§ Data shown:
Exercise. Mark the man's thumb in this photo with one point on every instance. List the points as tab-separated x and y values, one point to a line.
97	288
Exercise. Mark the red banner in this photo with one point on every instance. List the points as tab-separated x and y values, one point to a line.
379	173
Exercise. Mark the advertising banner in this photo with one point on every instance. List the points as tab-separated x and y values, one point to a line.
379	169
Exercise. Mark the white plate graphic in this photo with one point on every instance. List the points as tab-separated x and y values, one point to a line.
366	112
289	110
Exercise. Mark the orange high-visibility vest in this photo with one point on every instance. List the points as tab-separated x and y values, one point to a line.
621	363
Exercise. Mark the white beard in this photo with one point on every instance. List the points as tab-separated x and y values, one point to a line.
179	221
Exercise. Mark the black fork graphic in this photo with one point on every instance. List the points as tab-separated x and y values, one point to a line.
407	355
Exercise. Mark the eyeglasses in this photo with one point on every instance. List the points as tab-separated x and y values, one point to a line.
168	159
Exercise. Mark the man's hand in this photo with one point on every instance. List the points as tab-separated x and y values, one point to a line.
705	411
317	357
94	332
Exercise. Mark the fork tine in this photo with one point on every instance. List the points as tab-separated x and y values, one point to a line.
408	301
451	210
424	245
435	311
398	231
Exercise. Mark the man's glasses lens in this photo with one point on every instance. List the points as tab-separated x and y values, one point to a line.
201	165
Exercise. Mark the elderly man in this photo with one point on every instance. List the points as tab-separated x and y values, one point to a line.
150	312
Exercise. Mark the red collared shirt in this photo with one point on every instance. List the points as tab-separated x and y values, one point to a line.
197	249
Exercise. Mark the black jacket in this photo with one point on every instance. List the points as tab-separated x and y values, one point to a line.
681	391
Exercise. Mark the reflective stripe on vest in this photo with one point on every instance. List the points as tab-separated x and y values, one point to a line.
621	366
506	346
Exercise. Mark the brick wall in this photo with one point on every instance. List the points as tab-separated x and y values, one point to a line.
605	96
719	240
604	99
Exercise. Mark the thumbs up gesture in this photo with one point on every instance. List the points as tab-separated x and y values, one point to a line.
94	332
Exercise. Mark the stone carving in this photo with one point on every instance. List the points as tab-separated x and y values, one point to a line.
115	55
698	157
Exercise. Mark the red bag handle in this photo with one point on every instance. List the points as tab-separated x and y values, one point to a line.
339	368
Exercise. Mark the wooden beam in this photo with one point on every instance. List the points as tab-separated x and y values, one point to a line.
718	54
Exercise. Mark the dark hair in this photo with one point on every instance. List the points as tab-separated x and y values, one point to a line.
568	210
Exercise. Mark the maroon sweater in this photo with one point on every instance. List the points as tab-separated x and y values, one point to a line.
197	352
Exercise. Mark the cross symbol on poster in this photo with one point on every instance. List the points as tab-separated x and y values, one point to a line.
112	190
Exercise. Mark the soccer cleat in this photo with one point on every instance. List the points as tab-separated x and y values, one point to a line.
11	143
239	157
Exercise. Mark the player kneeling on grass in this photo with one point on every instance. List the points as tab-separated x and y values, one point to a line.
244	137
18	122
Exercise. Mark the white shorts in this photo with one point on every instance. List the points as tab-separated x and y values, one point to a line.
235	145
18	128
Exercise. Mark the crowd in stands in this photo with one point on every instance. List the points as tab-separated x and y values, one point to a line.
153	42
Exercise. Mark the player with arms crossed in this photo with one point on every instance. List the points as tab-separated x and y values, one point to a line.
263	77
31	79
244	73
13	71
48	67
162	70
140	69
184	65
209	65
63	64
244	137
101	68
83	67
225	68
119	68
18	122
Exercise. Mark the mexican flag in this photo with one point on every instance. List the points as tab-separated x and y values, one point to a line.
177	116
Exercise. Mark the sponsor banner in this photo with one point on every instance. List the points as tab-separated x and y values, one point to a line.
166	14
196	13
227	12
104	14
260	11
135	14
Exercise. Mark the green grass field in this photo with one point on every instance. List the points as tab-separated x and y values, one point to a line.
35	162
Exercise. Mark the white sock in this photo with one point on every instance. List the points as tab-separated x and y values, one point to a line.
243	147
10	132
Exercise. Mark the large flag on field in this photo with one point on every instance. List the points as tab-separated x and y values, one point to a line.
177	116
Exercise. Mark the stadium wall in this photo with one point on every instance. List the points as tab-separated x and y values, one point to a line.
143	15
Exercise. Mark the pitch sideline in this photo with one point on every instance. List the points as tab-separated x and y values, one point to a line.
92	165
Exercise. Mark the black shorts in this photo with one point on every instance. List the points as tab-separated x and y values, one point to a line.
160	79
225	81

§ Task prompt:
Repeat the data verbatim, line after line, leaving nothing out.

§ Solved problem:
Exercise. Mark the man's thumb in this photo with one point on every instance. List the points as tab-separated x and y values, one point to a line.
97	288
Exercise. Mark the red banner in this photo with one point on every instance. List the points as tab-separated x and y values, one point to a line.
379	173
Exercise. Mark the advertising banner in this photo with one point on every instance. List the points as tab-separated x and y values, one point to a line.
379	169
Exercise. Mark the white plate graphic in this photo with one point on every instance. List the points as tab-separated x and y values, one point to a line.
366	112
289	110
Exercise. Mark the orange high-visibility vest in this photo with one point on every instance. List the points as tab-separated x and y values, one point to a line.
621	363
Exercise. Mark the white beard in this photo with one point on every instance. List the points as tab-separated x and y values, one point to a line.
179	221
Exercise. Mark the black fork graphic in this photo with one point on every instance. List the points as tab-separated x and y values, one point to a line.
407	355
Exercise. Mark the eyeglasses in this photo with one point on every instance. List the points as tab-separated x and y values, one point to a line.
168	159
Exercise. Mark the man's hand in this photo with one point on every instance. List the points as tab-separated x and y values, one point to a line.
705	411
317	357
94	332
Exercise. Mark the fork tine in this photo with one point on every instance. List the points as tab-separated x and y values, one point to a line.
408	301
451	210
424	245
435	311
398	231
Exercise. Mark the man's glasses lens in this photo with one point on every instance. List the points as tab-separated x and y values, one point to a line.
201	165
Exercise. Mark the elderly man in this photo with one point on every instance. List the points as tab-separated x and y values, one point to a line.
150	312
Exercise. Mark the red collared shirt in this photo with one point on every instance. List the points as tab-separated x and y values, one point to a line.
197	249
Exercise. Mark the black jacket in this photo with one point on every instance. List the points as tab-separated x and y values, one point to a line.
681	391
Exercise. Mark the reflective stripe on vest in this photo with one point on every instance. List the points as tab-separated x and y values, one point to a line.
621	366
506	346
Exercise. Mark the brick wall in this photo with one point on every instance. List the points as tab-separated x and y values, one point to a line.
605	96
719	240
604	99
Exercise. Mark the thumbs up gesture in this photo with one point on every instance. List the points as tab-separated x and y values, one point to a line.
94	332
Exercise. Mark the stone carving in this photo with one point on every instance. List the points as tab-separated x and y values, one point to a line.
115	55
698	157
Exercise. Mark the red bag handle in this photo with one point on every instance. List the points as tab-separated x and y values, one point to a line.
339	368
Exercise. Mark the wooden beam in this photo with one point on every instance. List the points as tab-separated x and y values, one point to a line.
718	54
Exercise. Mark the dark hair in this photo with one point on every instance. List the points as tab-separated x and y values, one point to a line.
568	210
Exercise. Mark the maroon sweater in this photo with one point on every instance. List the points as tab-separated x and y values, one point to a line.
197	352
Exercise. Mark the cross symbol on poster in this photo with one point on every instance. List the points as tab-separated x and y values, one point to a line.
112	190
Exercise. Mark the soccer cleat in this photo with one point on every instance. List the points as tab-separated x and y values, one point to a line.
11	143
239	157
Exercise. Mark the player kneeling on grass in this photo with one point on every instance. List the points as tab-separated x and y values, one point to a line.
244	137
18	122
Exercise. Mark the white shorts in this photo with one point on every instance. List the points as tab-separated x and y values, one point to a line.
235	145
18	128
Exercise. Mark the crowd in stands in this photo with one point on every instance. List the points as tab-separated x and y values, one point to a line.
153	42
Exercise. Mark the player with arms crossed in this photo with one point on every instance. List the points as tab-separated x and y values, one point to a line.
263	77
31	79
244	73
13	71
48	67
162	70
140	69
184	65
209	65
63	64
244	137
101	68
83	67
225	68
119	68
18	122
Exercise. Mark the mexican flag in this photo with one point on every instance. List the points as tab-separated x and y values, one point to a line.
177	116
Exercise. Mark the sponsor banner in this photo with one point on every instance. List the points as tab-separated x and y values, one point to a line.
166	14
196	13
227	12
104	14
260	11
135	14
Exercise. Mark the green grass field in this photo with one point on every instance. List the points as tab-separated x and y values, one point to a line.
35	162
Exercise. Mark the white sock in this photo with one point on every instance. List the points as tab-separated x and y values, one point to a line.
243	147
10	132
Exercise. Mark the large flag on field in this photo with one point on every instance. List the points as tab-separated x and y values, one point to a line.
177	116
Exercise. Mark the stadium wall in this photo with one point on every instance. List the points as tab-separated x and y values, one point to a line.
143	15
Exercise. Mark the pitch sideline in this photo with one point on every instance. List the points as tab-separated x and y values, one point to a line.
92	165
Exercise. Mark the black shorts in this photo with one point on every instance. List the points as tab-separated x and y values, one point to a line.
160	79
225	81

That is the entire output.